**EXERCISE TASK**
Reproduce the material starting with the line that contains "Tag every instance of the red wheel" and going on through the end of the material, keeping every request line. Shift each coordinate number in the answers by adding -123 to it.

**Rows from a pointing dataset**
------------------------

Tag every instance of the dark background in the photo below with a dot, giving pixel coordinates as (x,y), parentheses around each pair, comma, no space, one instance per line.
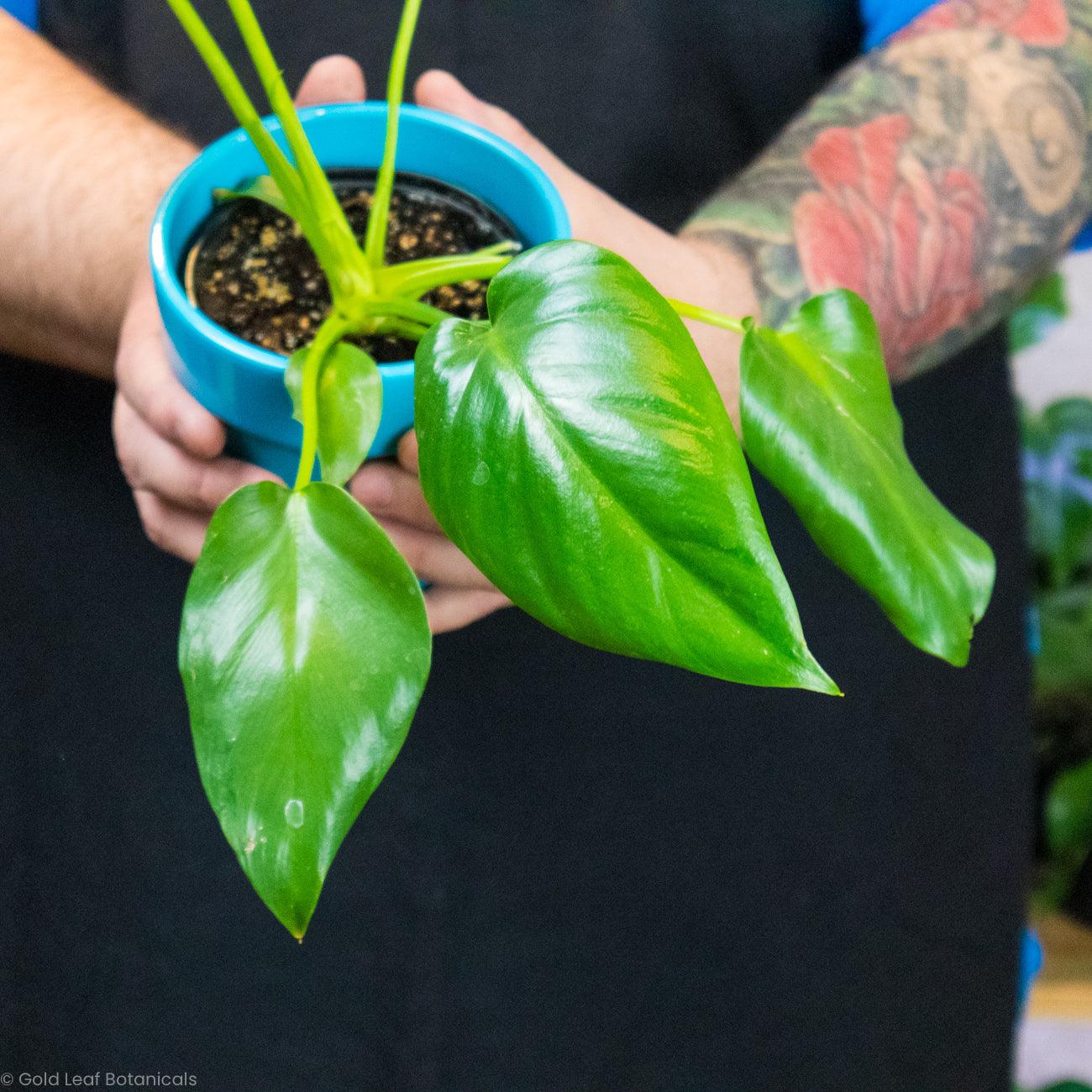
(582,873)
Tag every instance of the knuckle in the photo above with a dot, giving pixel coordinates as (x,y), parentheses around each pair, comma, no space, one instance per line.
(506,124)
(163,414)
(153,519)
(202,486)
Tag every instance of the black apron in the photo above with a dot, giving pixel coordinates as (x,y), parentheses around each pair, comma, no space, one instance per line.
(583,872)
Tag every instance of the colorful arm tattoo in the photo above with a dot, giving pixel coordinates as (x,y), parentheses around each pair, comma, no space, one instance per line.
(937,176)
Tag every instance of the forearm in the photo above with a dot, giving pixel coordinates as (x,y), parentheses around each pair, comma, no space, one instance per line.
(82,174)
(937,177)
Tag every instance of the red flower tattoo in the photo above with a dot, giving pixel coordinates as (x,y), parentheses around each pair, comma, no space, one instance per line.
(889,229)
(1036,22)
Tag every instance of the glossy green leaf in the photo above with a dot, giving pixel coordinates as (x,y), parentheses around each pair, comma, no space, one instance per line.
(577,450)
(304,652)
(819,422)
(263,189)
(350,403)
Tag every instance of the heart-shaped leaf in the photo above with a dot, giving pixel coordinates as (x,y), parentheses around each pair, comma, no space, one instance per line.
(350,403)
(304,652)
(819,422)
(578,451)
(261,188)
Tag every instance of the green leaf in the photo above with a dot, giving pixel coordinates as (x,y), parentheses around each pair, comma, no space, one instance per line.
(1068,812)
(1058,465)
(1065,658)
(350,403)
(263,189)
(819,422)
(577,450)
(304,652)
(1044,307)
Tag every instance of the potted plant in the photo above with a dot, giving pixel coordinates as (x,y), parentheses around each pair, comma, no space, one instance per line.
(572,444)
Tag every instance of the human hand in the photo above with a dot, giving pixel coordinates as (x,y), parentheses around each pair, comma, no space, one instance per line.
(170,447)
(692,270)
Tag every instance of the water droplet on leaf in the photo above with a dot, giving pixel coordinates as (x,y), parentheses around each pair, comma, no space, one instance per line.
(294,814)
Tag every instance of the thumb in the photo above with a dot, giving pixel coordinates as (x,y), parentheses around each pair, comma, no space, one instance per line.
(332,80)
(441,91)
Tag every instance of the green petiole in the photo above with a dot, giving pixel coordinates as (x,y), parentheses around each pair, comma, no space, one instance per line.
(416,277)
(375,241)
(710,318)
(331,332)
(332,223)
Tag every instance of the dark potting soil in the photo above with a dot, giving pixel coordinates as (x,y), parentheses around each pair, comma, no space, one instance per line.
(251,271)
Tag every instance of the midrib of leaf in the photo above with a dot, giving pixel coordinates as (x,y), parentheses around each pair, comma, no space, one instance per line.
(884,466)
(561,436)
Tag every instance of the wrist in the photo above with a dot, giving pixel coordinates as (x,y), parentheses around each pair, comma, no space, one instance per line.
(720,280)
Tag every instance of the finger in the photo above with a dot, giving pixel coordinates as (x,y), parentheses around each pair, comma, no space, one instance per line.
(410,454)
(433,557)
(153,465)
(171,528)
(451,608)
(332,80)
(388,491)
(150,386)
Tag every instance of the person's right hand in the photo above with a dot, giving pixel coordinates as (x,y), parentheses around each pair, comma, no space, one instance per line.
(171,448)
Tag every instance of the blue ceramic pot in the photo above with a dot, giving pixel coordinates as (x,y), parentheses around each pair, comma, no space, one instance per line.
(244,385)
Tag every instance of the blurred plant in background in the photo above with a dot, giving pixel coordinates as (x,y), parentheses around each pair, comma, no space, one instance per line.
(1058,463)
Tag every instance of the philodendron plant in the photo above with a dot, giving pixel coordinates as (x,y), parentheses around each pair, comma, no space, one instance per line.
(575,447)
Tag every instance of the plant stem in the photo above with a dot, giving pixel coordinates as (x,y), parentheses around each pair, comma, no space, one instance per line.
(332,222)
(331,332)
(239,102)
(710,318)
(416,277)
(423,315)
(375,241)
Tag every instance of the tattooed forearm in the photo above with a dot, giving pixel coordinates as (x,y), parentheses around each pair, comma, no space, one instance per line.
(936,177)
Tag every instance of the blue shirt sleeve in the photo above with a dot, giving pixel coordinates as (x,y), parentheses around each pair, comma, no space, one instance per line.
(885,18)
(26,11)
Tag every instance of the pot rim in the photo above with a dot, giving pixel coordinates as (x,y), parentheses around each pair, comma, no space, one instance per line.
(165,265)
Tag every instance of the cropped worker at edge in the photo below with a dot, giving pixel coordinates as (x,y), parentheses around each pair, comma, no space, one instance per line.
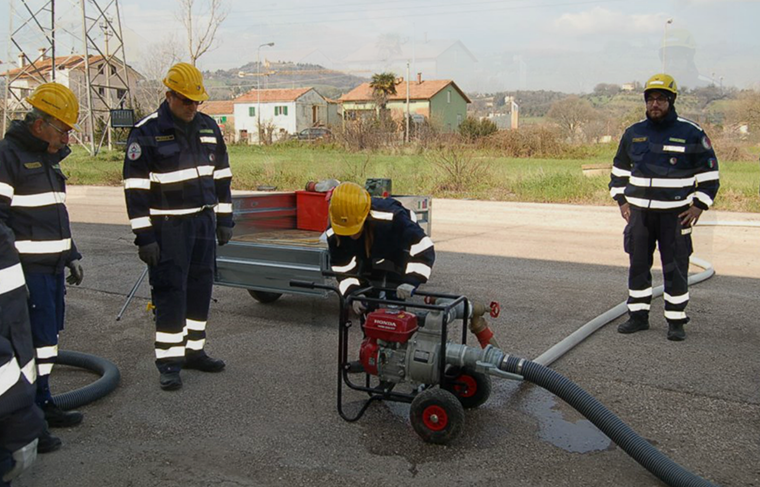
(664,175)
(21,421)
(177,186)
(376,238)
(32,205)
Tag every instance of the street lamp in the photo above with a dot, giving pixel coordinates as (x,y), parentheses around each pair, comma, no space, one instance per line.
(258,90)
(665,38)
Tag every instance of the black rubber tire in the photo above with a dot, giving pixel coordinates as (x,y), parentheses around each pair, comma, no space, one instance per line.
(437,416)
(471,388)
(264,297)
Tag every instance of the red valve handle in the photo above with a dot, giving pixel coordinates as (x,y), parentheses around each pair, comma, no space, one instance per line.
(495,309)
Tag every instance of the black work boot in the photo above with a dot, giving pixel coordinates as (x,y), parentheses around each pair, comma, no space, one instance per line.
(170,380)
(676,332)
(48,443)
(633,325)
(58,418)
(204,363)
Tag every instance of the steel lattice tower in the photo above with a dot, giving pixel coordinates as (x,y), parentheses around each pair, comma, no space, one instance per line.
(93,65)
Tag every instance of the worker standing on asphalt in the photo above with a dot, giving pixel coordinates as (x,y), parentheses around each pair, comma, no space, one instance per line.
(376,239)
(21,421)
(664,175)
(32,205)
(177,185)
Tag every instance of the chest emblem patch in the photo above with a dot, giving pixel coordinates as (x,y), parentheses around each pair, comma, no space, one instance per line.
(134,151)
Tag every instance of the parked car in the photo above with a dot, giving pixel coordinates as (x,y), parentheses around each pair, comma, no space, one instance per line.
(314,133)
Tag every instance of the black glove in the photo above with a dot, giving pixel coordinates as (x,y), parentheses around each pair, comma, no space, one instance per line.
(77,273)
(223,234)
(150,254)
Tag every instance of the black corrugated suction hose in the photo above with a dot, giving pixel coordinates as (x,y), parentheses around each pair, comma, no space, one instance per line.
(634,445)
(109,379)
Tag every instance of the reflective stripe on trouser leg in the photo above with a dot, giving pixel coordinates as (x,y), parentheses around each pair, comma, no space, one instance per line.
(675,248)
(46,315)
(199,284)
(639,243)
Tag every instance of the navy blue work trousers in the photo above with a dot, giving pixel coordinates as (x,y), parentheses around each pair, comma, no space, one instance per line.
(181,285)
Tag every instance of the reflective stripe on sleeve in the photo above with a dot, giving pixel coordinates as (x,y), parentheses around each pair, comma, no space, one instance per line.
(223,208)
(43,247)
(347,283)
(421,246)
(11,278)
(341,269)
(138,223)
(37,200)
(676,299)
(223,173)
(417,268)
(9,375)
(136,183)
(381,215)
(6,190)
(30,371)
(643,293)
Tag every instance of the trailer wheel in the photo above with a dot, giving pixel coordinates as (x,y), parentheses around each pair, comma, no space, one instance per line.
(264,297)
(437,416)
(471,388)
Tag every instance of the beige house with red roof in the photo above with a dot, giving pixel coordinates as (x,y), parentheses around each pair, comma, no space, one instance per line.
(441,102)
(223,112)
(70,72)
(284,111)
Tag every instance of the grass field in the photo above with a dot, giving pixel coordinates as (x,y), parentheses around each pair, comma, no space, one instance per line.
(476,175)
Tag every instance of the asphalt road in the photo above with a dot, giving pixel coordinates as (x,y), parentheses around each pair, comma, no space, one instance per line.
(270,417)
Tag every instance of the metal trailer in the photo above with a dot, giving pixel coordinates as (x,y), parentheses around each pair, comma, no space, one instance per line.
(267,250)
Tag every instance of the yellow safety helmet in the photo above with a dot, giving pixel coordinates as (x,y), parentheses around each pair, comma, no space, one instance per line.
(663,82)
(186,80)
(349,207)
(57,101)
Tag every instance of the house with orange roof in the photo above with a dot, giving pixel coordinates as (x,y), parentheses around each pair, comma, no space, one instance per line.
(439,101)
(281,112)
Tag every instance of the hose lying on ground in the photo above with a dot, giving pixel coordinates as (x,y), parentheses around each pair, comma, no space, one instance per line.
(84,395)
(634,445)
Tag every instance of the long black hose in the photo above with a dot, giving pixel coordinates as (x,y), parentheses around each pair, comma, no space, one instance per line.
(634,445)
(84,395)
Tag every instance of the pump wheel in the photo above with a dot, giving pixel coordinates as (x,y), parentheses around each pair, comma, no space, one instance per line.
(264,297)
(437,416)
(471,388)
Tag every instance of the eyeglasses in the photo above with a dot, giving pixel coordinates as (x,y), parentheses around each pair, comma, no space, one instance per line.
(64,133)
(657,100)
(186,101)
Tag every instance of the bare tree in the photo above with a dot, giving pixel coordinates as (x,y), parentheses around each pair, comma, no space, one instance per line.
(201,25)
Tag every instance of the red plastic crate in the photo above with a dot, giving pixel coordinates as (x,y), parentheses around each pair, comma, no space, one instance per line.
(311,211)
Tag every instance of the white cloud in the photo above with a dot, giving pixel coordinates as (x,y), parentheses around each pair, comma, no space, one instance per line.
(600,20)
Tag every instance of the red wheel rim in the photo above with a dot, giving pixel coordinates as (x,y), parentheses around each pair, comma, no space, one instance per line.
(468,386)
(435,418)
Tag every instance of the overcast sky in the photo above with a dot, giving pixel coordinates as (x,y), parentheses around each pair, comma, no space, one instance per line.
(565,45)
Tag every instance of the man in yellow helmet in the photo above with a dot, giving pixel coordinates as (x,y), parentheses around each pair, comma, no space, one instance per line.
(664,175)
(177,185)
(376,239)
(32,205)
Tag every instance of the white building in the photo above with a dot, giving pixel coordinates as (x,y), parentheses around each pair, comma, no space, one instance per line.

------------------------

**CORRECT OUTPUT**
Tag every instance of the red wheel rim in the photo above with a dot, giving pixel coordinates as (x,y), parentheses around each pair, comma, no space, one instance per line.
(345,263)
(312,295)
Tag every instance of the overcast sky in the photo above with a dot, giving pixel coordinates as (x,y), parentheses around each pair, comma, no space, one instance per line.
(442,-78)
Tag every instance of the man in yellow helmet in the photo above with a dot, giving pixel coordinates as (x,y), parentheses around each pair, comma, no space, one instance per line.
(541,52)
(54,62)
(253,116)
(-91,82)
Tag every instance of the white building in the photo above with a dot, giving pixel coordinates as (x,y), parentheses around each pair, comma, no space, one instance per line.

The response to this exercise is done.